§ **Your objective**:
Repeat the data below word for word, and leave the pictures out of your answer.

§ **Material shown**:
◇ ◇ ◇ ◇
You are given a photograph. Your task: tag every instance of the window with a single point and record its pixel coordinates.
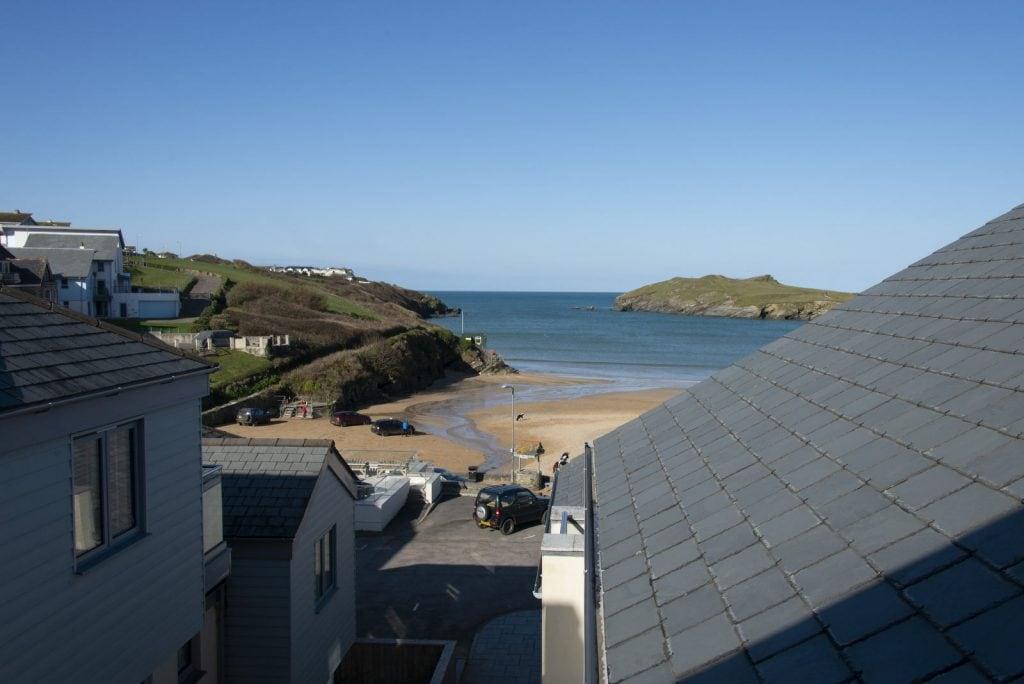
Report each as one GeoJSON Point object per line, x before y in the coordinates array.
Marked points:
{"type": "Point", "coordinates": [105, 484]}
{"type": "Point", "coordinates": [324, 564]}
◇ ◇ ◇ ◇
§ **Answer for the task**:
You are given a photograph. Your task: tag every instance of the window with a single point and record its pixel coordinates.
Report each as one GeoJSON Point object per line, x before y in the coordinates array.
Marked points:
{"type": "Point", "coordinates": [105, 484]}
{"type": "Point", "coordinates": [324, 564]}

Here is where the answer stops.